→ **RECORD EXTRACTS**
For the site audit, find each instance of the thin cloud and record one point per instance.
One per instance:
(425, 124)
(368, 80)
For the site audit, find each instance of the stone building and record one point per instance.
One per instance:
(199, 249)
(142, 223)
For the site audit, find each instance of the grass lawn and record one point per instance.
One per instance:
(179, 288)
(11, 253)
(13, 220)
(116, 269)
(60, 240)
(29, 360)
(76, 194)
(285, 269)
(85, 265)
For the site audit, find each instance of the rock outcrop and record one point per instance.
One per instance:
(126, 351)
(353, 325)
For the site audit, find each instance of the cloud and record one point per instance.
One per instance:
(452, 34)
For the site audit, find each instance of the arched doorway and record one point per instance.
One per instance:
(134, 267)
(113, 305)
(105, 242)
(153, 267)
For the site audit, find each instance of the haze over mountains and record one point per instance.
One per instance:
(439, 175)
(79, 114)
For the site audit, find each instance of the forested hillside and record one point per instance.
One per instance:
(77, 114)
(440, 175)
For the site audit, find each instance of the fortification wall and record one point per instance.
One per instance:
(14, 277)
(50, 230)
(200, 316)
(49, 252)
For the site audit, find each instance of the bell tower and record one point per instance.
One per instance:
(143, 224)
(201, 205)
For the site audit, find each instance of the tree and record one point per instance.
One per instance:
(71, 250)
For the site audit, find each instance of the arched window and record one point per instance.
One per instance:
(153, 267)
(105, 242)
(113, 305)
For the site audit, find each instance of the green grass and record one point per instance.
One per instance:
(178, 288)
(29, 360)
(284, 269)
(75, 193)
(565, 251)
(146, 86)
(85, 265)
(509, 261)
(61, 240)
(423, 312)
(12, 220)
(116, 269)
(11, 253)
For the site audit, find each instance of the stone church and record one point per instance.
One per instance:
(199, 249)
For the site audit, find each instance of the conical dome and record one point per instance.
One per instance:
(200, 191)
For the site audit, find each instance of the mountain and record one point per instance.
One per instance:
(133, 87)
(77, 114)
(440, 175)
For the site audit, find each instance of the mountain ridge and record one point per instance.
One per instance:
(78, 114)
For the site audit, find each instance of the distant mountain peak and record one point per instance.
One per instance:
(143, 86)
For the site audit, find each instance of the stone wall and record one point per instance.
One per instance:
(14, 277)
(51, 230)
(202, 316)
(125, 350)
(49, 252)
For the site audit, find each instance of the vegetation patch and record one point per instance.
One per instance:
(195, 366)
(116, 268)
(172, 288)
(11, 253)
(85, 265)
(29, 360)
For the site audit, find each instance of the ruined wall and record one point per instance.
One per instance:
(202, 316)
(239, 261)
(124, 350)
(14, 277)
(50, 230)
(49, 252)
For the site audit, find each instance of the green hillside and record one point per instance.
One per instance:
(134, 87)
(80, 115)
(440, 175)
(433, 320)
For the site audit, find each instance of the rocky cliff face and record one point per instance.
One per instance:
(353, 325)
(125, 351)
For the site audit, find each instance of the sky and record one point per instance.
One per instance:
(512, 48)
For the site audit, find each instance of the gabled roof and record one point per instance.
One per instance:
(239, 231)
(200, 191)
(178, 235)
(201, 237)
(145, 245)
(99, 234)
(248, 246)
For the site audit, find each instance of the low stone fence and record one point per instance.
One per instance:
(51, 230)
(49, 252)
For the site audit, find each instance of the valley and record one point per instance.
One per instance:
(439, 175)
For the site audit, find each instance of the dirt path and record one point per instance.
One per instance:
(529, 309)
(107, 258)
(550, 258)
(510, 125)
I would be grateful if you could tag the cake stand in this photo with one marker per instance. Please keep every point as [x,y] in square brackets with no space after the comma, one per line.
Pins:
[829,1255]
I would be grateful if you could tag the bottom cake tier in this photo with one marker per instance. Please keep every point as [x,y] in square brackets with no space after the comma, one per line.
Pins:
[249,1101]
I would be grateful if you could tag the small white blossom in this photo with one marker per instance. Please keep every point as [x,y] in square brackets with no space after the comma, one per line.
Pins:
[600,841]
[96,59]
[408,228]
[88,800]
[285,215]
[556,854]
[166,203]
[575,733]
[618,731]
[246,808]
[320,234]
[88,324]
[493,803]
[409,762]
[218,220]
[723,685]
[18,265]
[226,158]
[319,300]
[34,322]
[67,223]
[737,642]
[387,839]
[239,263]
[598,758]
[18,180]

→ **TO DO**
The data above must be repeated in its entirety, exactly as given.

→ **RESULT OF THIS EXERCISE**
For the site audit, find each instance of the thin cloud and record one point per instance.
One per instance:
(425, 124)
(368, 80)
For the site audit, find each instance of the stone building and record one point per instance.
One per instance:
(199, 249)
(142, 223)
For the site audit, find each instance of the grass lawn and record one point per instance.
One per instance:
(179, 288)
(11, 253)
(13, 220)
(116, 269)
(60, 240)
(29, 360)
(76, 194)
(285, 269)
(85, 265)
For the site audit, find each instance of the rock outcrop and record one point per instance.
One per instance:
(126, 351)
(353, 325)
For the site audit, find each instance of the cloud and record one point per instance.
One per instance:
(452, 34)
For the site audit, find each instance of the arched doorway and record one point per instance.
One per instance:
(134, 267)
(113, 305)
(105, 242)
(153, 267)
For the site audit, find each instance of the haze over mountains and record one point per instance.
One per instance:
(439, 175)
(79, 114)
For the site audit, find each instance of the forested hillside and record one point per instance.
One per instance:
(77, 114)
(440, 175)
For the site audit, find each instance of the fortification wall and record one point per instance.
One per instance:
(14, 277)
(50, 230)
(200, 316)
(49, 252)
For the site audit, find each instance of the bell tower and record one point per instance.
One per instance:
(143, 224)
(201, 205)
For the site audit, find each instance of the tree and record one point per instance.
One per instance:
(71, 250)
For the site audit, find each instance of the arched window and record one point per instance.
One per instance:
(153, 267)
(105, 242)
(113, 305)
For the site audit, find each instance of the green grass and record one point per instance.
One per instance:
(178, 288)
(29, 360)
(284, 269)
(75, 193)
(565, 251)
(146, 86)
(85, 265)
(509, 261)
(61, 240)
(423, 312)
(12, 220)
(116, 269)
(11, 253)
For the site audit, find each instance of the stone church and record one point per instance.
One per instance:
(199, 249)
For the site audit, find each instance of the conical dome and record one point per instance.
One per instance:
(200, 191)
For the site audit, find each instance of the mountain and record one point per instance.
One per instance:
(133, 87)
(77, 114)
(440, 175)
For the site audit, find each instance of the mountain ridge and record one point per instance.
One per instance:
(78, 114)
For the site audit, find each instance of the distant mountain peak and record one point per instance.
One per instance:
(143, 86)
For the site audit, find each instance of the stone wall and record one point per instance.
One per instance:
(14, 277)
(51, 230)
(202, 316)
(125, 350)
(49, 252)
For the site audit, find each instance of the vegetation patch and record one point per instance.
One per instance:
(195, 366)
(116, 268)
(172, 288)
(11, 253)
(85, 265)
(29, 360)
For the site audit, find each instance of the ruined wall and record one point per instance.
One per instance:
(202, 316)
(239, 261)
(124, 350)
(14, 277)
(50, 230)
(49, 252)
For the site audit, find each instance of the green hillside and record one point per instance.
One per instance:
(134, 87)
(80, 115)
(440, 175)
(433, 320)
For the site audit, find each instance of the rocky cliff face and record one point per instance.
One per instance:
(353, 325)
(125, 351)
For the site audit, find each instance of the sky and record one point per instance.
One per instance:
(512, 48)
For the site audit, find each instance of the gabled roof and record one point per instance.
One per instance:
(239, 231)
(200, 191)
(178, 235)
(201, 237)
(145, 245)
(99, 234)
(248, 246)
For the site audit, find each instance of the low stone fence and record one point per instance.
One per instance:
(51, 230)
(49, 252)
For the site audit, find each instance of the valley and record one point per instance.
One per instance:
(439, 175)
For the site audit, find each instance of the dirt path and record one point per instance.
One per instance:
(529, 309)
(107, 258)
(550, 258)
(510, 125)
I would be grateful if you could tag the cake stand in this photo with one marker per instance. Please keep every point as [x,y] in square brackets with no space after the comma, one per line.
Pins:
[829,1255]
I would be grateful if you could tag the bottom cake tier in this photo with one marker per instance. Please keep every point as [x,y] in square brackets with no space after the comma, one per line.
Pins:
[249,1101]
I would be grateful if you could tag the small white blossom in this photo with one marker per instance. Please keep every point as [x,y] in square brackets with no space after the comma, one per line.
Pins:
[600,841]
[96,59]
[408,228]
[88,800]
[285,215]
[556,854]
[166,203]
[575,733]
[618,731]
[246,808]
[320,234]
[88,324]
[493,803]
[409,762]
[218,220]
[723,685]
[18,265]
[226,158]
[319,300]
[34,322]
[67,223]
[737,642]
[387,839]
[239,263]
[598,758]
[18,180]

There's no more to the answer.